◆ **Passage to read**
********

So why did Abraham obey? Why not be done with such an unpredictable, fickle deity? The story never tells us. It is hauntingly evasive on this point. Maybe Abraham thought God wasn’t serious about it. But that won’t do. The story tells us in excruciating detail, Abraham reached out his hand and took the knife to slaughter his son. We are led to imagine Abraham swinging his arm down toward Isaac. Maybe Abraham thought God would raise Isaac from the dead. This is how the New Testament sees the matter. But again, the text is silent. The point it wants to make is that God tested Abraham and found Abraham faithful. The faith Abraham exhibits is the kind of faith required to be in relationship with Israel’s God. And what kind of faith is that? Unquestioning obedience, even on the road out into Godforsakenness. Trust that God will provide even as the promised means of provision are being taken away. And God did provide. He stopped Abraham and gave him a lamb to sacrifice instead. The promise stood. But this isn’t exactly a ‘happy-ending’ is it? Abraham is forever changed. The God he worships will indeed provide, but the provision may come in strange and contrary ways, and it can only be received on the road of difficult and costly obedience.
I said that this was one of those stories that gave identity to Israel as a community. If one knows the history of Israel, from the Bible all the way through the 20th century, it is not hard to see why. The life Israel has lived with her God has indeed been strange and contrary. Israel has been held in derision by the nations the majority of her life. Her biblical life was one of repeated exile and disestablishment. Her post-biblical life has been one of scorn and mockery, and in the 20th century sheer terror. And yet Israel has exemplified remarkable faith through it all, believing that her life, however difficult, is one she lives with God. And indeed God has provided. Israel remains to this day, as a witness to the world of what it means to have faith in the true God.
V
There are two more things I want to consider for us this morning. How does this passage bear on our lives hear and now? And how does this text serve as a foundation for our identity as followers of Jesus Christ?
Abraham certainly did not expect to be told to take his son Isaac and kill him. If we abstract from the story a bit, we arrive at an obvious but important truth about life: it comes at us unexpected. This church has recently been hit with a series of devastating illnesses. Who expects such things? We plan for our futures, have it all worked out in our heads, and then one doctor’s visit changes everything. Suddenly God has us dealing with something we didn’t expect. And we face the same choice that Abraham did. We can take it in obedience and trust or we can opt out of a life with God.

********

◆ **Input data**
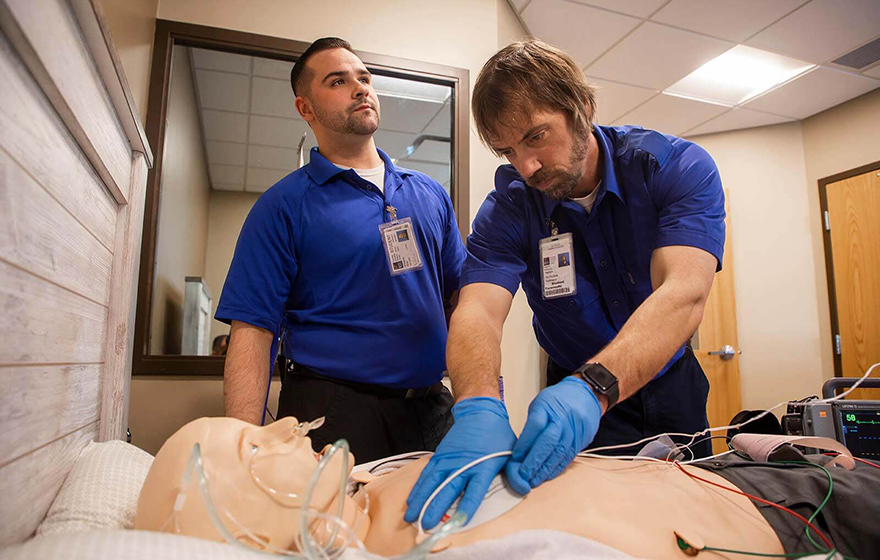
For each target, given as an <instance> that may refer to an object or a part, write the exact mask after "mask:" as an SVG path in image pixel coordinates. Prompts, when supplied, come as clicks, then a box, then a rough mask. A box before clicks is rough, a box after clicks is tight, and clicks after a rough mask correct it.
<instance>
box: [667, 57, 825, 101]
mask: <svg viewBox="0 0 880 560" xmlns="http://www.w3.org/2000/svg"><path fill="white" fill-rule="evenodd" d="M815 66H816V65H815V64H810V63H809V62H804V61H802V60H795V59H793V58H789V57H787V56H782V55H780V54H774V53H770V52H767V51H762V50H760V49H753V48H752V47H747V46H745V45H737V46H735V47H733V48H732V49H730V50H729V51H727V52H726V53H724V54H722V55H720V56H717V57H715V58H713V59H712V60H710V61H709V62H707V63H706V64H704V65H702V66H700V67H699V68H697V69H696V70H694V71H693V72H691V73H690V74H689V75H687V76H685V77H684V78H683V79H681V80H679V81H678V82H676V83H675V84H673V85H672V86H670V87H669V88H668V89H666V91H664V92H663V93H668V94H671V95H678V96H680V97H688V98H691V99H697V100H700V101H708V102H713V103H721V104H725V105H739V104H740V103H743V102H744V101H746V100H748V99H751V98H753V97H755V96H756V95H759V94H761V93H764V92H765V91H767V90H768V89H770V88H772V87H774V86H777V85H779V84H781V83H783V82H785V81H787V80H790V79H791V78H793V77H795V76H797V75H799V74H803V73H804V72H806V71H808V70H811V69H813V68H814V67H815Z"/></svg>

********

◆ **What to do**
From the sermon on Abraham and Isaac, list every hardship named in the two sentences beginning "Her biblical life" and "Her post-biblical life." The lines after the sermon on Abraham and Isaac are separate material.

◆ **Output below**
- Repeated exile
- Disestablishment
- Scorn
- Mockery
- Sheer terror (in the 20th century)